▸ **Required task**
Rewrite the lines below, replacing "distant building" with "far-off building" and leaving everything else unchanged.

▸ **Extracted material**
========================

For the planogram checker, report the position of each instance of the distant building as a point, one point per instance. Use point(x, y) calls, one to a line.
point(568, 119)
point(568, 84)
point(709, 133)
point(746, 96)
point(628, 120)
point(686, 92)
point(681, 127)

========================

▸ **Answer to this problem**
For the planogram checker, report the position of each instance of the far-off building as a point, one point per instance. Use point(x, y) calls, one to a line.
point(568, 119)
point(568, 84)
point(709, 133)
point(746, 96)
point(628, 120)
point(686, 92)
point(681, 127)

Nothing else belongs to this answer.